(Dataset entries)
==========

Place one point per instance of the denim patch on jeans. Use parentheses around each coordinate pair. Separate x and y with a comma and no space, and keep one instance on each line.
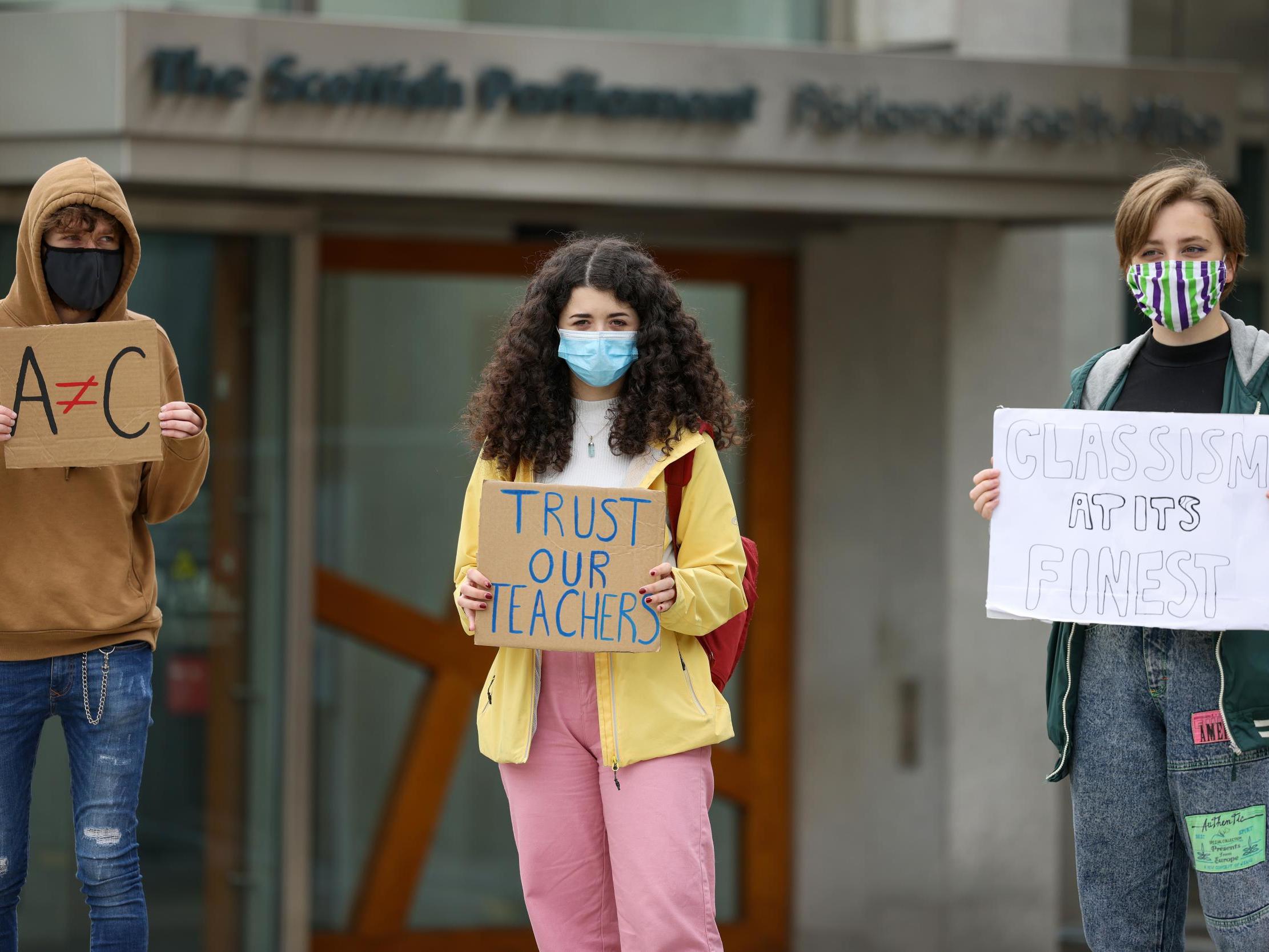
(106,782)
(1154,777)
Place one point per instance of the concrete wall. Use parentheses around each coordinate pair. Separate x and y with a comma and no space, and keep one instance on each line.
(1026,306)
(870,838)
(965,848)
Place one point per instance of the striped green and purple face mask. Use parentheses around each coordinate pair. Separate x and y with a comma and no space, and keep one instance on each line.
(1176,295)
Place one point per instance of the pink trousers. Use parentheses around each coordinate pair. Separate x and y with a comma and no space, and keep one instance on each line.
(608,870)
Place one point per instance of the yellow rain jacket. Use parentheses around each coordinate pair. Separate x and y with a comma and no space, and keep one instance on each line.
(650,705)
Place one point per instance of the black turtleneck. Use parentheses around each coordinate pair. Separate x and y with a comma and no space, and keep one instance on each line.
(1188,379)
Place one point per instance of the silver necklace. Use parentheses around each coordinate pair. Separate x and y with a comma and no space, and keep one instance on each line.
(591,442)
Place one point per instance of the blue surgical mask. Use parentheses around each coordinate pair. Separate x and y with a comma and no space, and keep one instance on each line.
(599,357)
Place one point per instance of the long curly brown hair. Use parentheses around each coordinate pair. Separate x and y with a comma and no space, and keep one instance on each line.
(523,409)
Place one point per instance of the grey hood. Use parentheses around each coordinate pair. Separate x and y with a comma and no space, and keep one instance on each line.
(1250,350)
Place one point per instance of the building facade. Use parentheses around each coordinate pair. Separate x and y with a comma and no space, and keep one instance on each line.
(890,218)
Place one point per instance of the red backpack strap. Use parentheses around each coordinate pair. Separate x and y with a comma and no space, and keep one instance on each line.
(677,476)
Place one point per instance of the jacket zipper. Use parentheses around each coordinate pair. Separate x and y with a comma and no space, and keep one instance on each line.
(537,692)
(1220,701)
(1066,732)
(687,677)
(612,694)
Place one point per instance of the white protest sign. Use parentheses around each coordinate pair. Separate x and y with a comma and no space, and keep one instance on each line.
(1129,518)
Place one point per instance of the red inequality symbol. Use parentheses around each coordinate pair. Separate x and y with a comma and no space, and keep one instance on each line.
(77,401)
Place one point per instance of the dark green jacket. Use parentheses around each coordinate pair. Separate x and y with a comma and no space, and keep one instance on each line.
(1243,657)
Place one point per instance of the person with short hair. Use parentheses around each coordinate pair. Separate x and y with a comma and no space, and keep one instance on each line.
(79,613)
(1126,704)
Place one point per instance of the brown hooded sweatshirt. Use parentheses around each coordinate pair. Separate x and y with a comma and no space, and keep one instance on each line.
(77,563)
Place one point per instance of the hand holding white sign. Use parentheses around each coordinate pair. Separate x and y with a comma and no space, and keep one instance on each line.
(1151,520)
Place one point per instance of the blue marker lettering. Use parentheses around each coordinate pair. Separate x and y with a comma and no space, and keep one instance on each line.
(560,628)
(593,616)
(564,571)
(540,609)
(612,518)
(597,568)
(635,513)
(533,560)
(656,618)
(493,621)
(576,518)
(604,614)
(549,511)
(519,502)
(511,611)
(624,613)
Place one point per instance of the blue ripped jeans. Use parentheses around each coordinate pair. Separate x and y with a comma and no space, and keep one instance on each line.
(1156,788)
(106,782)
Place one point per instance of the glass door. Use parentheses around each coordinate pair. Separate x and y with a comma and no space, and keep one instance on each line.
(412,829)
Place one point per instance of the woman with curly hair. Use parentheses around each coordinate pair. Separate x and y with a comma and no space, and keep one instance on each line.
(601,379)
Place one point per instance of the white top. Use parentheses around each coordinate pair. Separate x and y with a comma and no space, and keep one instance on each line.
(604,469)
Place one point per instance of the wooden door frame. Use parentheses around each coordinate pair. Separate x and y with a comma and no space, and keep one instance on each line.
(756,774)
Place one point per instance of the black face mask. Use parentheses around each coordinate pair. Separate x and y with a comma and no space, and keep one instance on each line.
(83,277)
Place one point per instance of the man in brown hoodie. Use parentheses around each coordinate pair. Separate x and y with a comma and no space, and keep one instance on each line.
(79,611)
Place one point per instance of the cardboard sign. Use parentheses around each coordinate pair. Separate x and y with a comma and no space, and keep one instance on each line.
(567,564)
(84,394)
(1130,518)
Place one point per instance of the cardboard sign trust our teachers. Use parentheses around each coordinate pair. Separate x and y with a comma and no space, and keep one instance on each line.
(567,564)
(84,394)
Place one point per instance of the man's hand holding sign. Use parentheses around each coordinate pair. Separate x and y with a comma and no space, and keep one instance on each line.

==========

**What is expected:**
Would you write out each record above exactly, with no images?

**Exercise output:**
Place one point per instance of the denim patch on jeans. Use parentheses around each coordinate pair. Separate x and y with a comma and no space, and keep one instance on each line.
(106,782)
(1154,777)
Place one point per instance of the concrete wall. Use parentheses around each coordinate pair. Separate x and y with a comma and no space, and keep one instance on each line.
(1026,306)
(870,838)
(965,848)
Place one point per instance of the striped green and purple face mask. Use parentheses around each coordinate pair. Separate x and y with a comma and no space, and keep one instance on each line.
(1176,295)
Place one point per instance of the pink trousers. Use parentheses around each coordinate pair. Separate x and y with a comma and no space, and keep one instance on each line.
(608,870)
Place one point per instance of the yellow rain jacket. Use parentheses around each coordinate pair. Separate x and y with a comma and no space, and keep one instance on each line.
(650,705)
Place one point per instance of the black turtleneck. Use parentheses around each coordinate pair. Separate x and y with a comma and no space, and keep one instance on each line.
(1188,379)
Place one point per instance of the silver necklace. Use parentheses around each coordinate pair. Separate x and y with a comma and no space, and keep one instance on each line.
(591,442)
Place one point per instance of the blue surgical mask. Use parentheses around each coordinate pair. Separate x and y with a comma and no space, and keep one instance on each line.
(599,357)
Place one point per instance of the long curly brown hair. Use parentheses around each coordinate pair. Separate x and y with a comma and no space, and keep one instance on each line.
(523,409)
Place one point per instance of the grey hood. Use parentheses around each coordinate pair. Separate x and y with a comma and no space, and keep one instance on each line.
(1250,350)
Place one point per instance of the building facade. Use parentheses around each coordinate pair. Separate x and y with a comma and no space, and keep one instance on each line.
(890,218)
Place one point per instance of the red backpack strap. Use parentheses around each coordinate pair. Separate x and y with a comma and no space, and keep one instance on each line.
(677,476)
Place one point per instance of the jacket zipper. Use parentheses around each coordinate pair. Separate x and y with a comma and no space, and keep one instance on each line.
(537,692)
(1220,701)
(1066,732)
(687,677)
(612,694)
Place one point per instance of the white protest sign. Use parentheses around each coordinate pair. Separate x and y with a comma and no space, and keep one instance on each line.
(1129,518)
Place one point per instance of the red inequality symbol. Use parentheses around each coordinate pair. Separate x and y with a comma and no space, and keep one instance on each line.
(77,401)
Place one point per instance of the dark green jacket. Use parentheses around each coordinate pair. Separate x and y with a comma and no space, and keep one instance on each line.
(1243,657)
Place one point per instance of the person with short hair. Use parentheses around each coordinate pair. Separate x and y with a comma and no space, and keep one instance on each line.
(79,613)
(1126,704)
Place one point per instance of the brown hooded sweatshirt. Use parentheses around each coordinate pair. Separate x and y with a comma and no space, and keep one instance on each line.
(77,563)
Place one point per instance of the hand holding white sign. Use parentheses around each coordinate pair. Separate x and y with a comma and no space, and keep one instance on each line.
(1151,520)
Place one point per instance of the blue marker lettering. Use parentheses around each coordinate pair. Separate x and y with a comma and no space, and keep one instance on each line.
(560,628)
(593,616)
(564,571)
(540,609)
(612,518)
(597,568)
(635,513)
(533,560)
(656,618)
(493,621)
(576,518)
(604,614)
(549,511)
(519,502)
(511,611)
(624,613)
Place one point per instance of the blue ripped jeans. Use parentheses around each coordinate pair. Separate x and y with a comma and no space, and keep one instance on each line.
(1156,788)
(106,782)
Place one point per instance of the glass door. Use parentheses around each coordinate pair. Separate x and y with a comma and no space, and keep one instance on each line.
(412,829)
Place one point per instance of the woman with curly hair. Use parentheses around each coordinate pair. Separate x and y with a comma and no space, and keep one instance on each line.
(601,379)
Place one point per instance of the white top. Use parentheses around each coordinate pair. Separate x and y with a comma and no space, and keep one instance on each line.
(604,469)
Place one point per instance of the wooden door frame. Use parentheses around each coordinate pair. Separate x and y with a comma and no space, and keep one instance on each line.
(756,774)
Place one point per instance of the black face mask. Use parentheses around each coordinate pair. Separate x and y with a comma and no space, and keep one instance on each line.
(83,277)
Place one point per instance of the man in brown hoodie. Use parentheses around each coordinate pair. Separate x and y with a comma and no space, and keep one instance on each line.
(79,611)
Place one point per instance of the cardboard sign. Use parentheses around each coordinate pair. Separate x and y with a comma and no space, and keep one instance on each line.
(567,564)
(84,394)
(1130,518)
Place one point per instance of the cardboard sign trust our teachers. Use parentheses around each coordinate pair. Separate x and y with a comma and no space, and keep one instance on each line.
(567,564)
(84,394)
Place one point per instance of the man's hand holding sign. Use parentheses around each coordinate pair. Separate x and y with a comma and no space, and keep one instance on each line.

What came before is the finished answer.